+++ Document excerpt +++

Even the 'food grade' HFCS can vary a lot in composition and that is what caused the recent problems AFAIK. I talked personally to a guy in Central California who lost pretty well all of his 1,000+ colonies.

Ask yourself. Do I feel lucky today?

Google Diana Sammataro High Fructose



> Other Hayden Bee Lab research is focused on the physiological effects of feeding high fructose corn syrup (HFCS) to bees. The product may be harmless to bees but no one is absolutely sure, DeGrandi-Hoffman said. HFCS from different manufacturers and distributors is under the microscope.
> 
> Researchers are checking HFCS for any impact caused by temperature during HFCS shipping, as well as the actual shipping containers. The Hayden facility’s Blaise Leblanc is pursuing the chemistry angle while Diana Sammataro is exploring bee behavior and the effects on bee physiology.
> 
> The lab is lacking actual HCFS product delivered to beekeepers. Beekeepers are asked to send HCFS samples to the lab to check for possible contaminants. For more information, contact Sammataro at (520) 670-6380, ext. 121 or [email protected].


----------



## jesuslives31548 (May 10, 2008)

No I don't want to gamble on saving a few bucks. The supplier is Rossman in Moultrie Ga. I found feel with his reputation that only good high quality product wold coe from there. I will get better details when I go there Friday to pick up supers.....

+++ Dataset excerpt +++

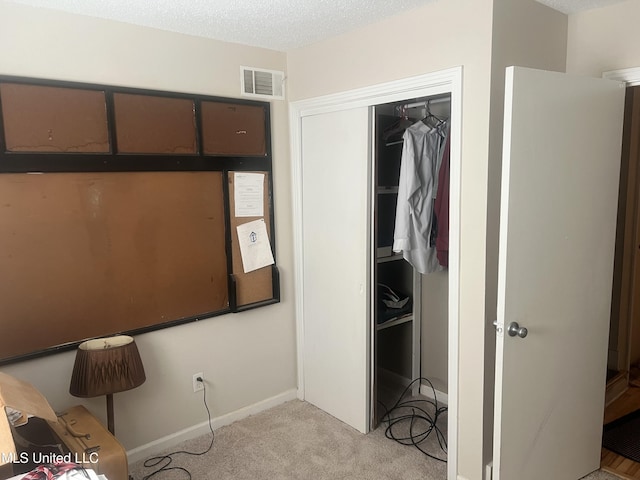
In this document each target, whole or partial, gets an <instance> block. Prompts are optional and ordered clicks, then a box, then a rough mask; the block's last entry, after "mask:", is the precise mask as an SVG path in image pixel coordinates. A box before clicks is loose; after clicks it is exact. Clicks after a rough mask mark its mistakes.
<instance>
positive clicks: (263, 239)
mask: <svg viewBox="0 0 640 480" xmlns="http://www.w3.org/2000/svg"><path fill="white" fill-rule="evenodd" d="M236 230H237V232H238V243H239V245H240V256H241V257H242V267H243V269H244V273H248V272H252V271H254V270H257V269H259V268H262V267H266V266H267V265H273V264H274V263H275V262H274V260H273V254H272V253H271V243H270V242H269V235H268V234H267V225H266V223H265V222H264V219H263V218H261V219H259V220H254V221H253V222H247V223H243V224H242V225H238V226H237V227H236Z"/></svg>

+++

Work task: Edit the forum thread above about feeding high fructose corn syrup to bees: write out its passage from "Google Diana Sammataro" up to and including "on bee physiology.", with "shipping" replaced by "transport".

Response to the exercise:
Google Diana Sammataro High Fructose



> Other Hayden Bee Lab research is focused on the physiological effects of feeding high fructose corn syrup (HFCS) to bees. The product may be harmless to bees but no one is absolutely sure, DeGrandi-Hoffman said. HFCS from different manufacturers and distributors is under the microscope.
> 
> Researchers are checking HFCS for any impact caused by temperature during HFCS transport, as well as the actual transport containers. The Hayden facility’s Blaise Leblanc is pursuing the chemistry angle while Diana Sammataro is exploring bee behavior and the effects on bee physiology.